▸ INSTRUCTIONS TO FOLLOW
Using the passage on Purdue's supplemental essays, answer these:
1. How many supplemental essays does Purdue have?
2. Besides academic opportunities, what three things does the passage say you may write about in the first essay?
3. What does the passage call the second essay?
[begin PROVIDED PASSAGE]
Purdue University requires two concise supplemental essays highlighting your interests, choice of major, and how Purdue's opportunities align with these. Avoid repetition, articulate a clear narrative, and show your potential contribution to the school.

Purdue University only has two supplemental essays. Each should be fewer than 100 words in length, so you won’t have a whole lot of space. Make every word count!

Let’s take a look at the prompts.

How will opportunities at Purdue support your interests, both in and out of the classroom? (Respond in 100 words or fewer.)

In this why us prompt, Purdue asks you to write about how Purdue’s offerings will help you pursue your interests inside and outside the classroom. Now’s your chance to show off your knowledge of Purdue and, more importantly, make a case for why you’re a good fit. It’s also a chance for you to be clear about what your interests are and how you intend on pursuing them.

Also note that the prompt instructs you to talk about in and out of the classroom. While you’re applying to be a student at Purdue, Purdue admissions officers are also assessing whether you’re a good fit for their campus outside of academics. Feel free to talk about relevant extracurriculars, clubs, and internship opportunities in addition to academic opportunities (like coursework, faculty, or research projects). Your in- and out-of-the-classroom focus can be on the opportunities or on your interests.

Finally, as with any why us prompt, you want to emphasize the connections between what you want and what the school has to offer—and vice versa! Don’t forget that part of school fit is also demonstrating that you have a lot to offer the school, too.

Briefly discuss your reasons for pursuing the major you have selected. (Respond in 100 words or fewer.)

And to wrap up your Purdue supplement, you have a why major essay. Remember that your Purdue admissions officer will be reading the two essays alongside each other. There may be some areas of overlap between the opportunities that will support your interests and the reasons you want to pursue your intended major.
[end PROVIDED PASSAGE]
[begin GIVEN INFORMATION]
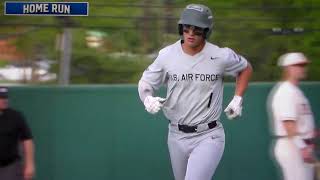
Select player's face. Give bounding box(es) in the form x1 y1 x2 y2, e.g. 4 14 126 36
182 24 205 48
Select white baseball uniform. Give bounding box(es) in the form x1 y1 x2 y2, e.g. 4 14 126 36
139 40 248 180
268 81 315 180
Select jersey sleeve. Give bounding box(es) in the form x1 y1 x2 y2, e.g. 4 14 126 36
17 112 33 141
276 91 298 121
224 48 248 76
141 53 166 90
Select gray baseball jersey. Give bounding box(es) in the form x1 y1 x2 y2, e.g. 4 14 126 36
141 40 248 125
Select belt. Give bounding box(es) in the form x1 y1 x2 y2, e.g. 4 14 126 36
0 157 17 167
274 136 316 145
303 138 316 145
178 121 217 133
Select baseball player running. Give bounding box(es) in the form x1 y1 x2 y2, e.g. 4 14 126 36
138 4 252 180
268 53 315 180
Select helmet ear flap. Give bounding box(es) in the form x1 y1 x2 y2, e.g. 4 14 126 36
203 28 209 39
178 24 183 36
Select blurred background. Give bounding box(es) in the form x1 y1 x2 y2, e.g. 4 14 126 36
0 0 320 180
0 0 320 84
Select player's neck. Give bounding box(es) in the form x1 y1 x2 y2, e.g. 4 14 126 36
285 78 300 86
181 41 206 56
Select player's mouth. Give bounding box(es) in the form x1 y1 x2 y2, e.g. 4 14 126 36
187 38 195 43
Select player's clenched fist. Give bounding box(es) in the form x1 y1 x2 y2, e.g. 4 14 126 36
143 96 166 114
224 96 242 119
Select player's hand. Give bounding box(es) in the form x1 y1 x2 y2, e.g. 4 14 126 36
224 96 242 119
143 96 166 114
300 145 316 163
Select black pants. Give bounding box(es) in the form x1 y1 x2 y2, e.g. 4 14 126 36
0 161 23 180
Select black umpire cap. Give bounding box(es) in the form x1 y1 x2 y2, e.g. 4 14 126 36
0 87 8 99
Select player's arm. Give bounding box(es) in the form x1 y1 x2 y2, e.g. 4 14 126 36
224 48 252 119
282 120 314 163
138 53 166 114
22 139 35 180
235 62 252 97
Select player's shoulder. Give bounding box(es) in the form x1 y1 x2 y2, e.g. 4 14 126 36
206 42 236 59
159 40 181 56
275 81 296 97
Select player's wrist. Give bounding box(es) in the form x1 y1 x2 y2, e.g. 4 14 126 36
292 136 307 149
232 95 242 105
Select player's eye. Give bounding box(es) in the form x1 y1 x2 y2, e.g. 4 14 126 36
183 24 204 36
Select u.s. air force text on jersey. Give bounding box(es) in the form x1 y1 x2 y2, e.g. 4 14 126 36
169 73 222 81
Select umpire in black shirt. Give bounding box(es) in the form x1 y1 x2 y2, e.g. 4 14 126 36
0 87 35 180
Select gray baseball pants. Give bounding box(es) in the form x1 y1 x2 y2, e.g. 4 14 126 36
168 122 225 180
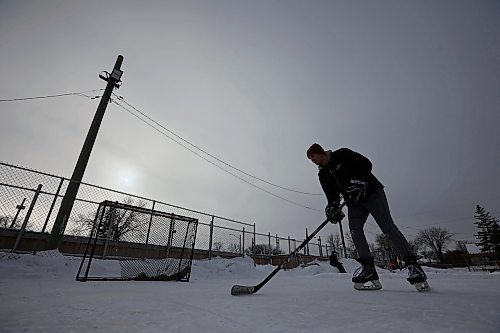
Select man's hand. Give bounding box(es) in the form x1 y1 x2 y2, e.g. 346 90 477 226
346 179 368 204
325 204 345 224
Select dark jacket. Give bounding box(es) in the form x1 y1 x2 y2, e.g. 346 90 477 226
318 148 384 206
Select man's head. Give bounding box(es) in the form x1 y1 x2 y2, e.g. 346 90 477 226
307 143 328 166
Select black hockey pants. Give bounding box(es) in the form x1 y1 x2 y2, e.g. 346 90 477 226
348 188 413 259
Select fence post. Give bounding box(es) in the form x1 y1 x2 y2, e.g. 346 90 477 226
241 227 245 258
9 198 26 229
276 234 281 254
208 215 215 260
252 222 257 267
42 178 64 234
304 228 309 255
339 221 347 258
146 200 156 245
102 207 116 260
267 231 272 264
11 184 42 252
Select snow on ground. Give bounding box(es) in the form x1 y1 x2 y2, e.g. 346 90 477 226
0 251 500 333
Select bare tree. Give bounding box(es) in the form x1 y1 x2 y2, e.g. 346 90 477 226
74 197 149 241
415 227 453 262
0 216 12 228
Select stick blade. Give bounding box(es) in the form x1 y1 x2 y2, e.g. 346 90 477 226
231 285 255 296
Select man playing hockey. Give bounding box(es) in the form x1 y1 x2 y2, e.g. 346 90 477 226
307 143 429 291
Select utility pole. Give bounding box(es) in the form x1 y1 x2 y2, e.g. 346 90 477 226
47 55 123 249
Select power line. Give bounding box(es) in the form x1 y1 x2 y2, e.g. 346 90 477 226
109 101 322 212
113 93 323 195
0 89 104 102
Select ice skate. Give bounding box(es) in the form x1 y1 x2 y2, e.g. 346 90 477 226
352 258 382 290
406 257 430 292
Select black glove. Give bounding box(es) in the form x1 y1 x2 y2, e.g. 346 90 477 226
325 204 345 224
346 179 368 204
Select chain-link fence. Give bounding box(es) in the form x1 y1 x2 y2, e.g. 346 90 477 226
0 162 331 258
[end GIVEN INFORMATION]
▸ OUTPUT OF THE TASK
1. Two.
2. Relevant extracurriculars, clubs, and internship opportunities.
3. A why major essay.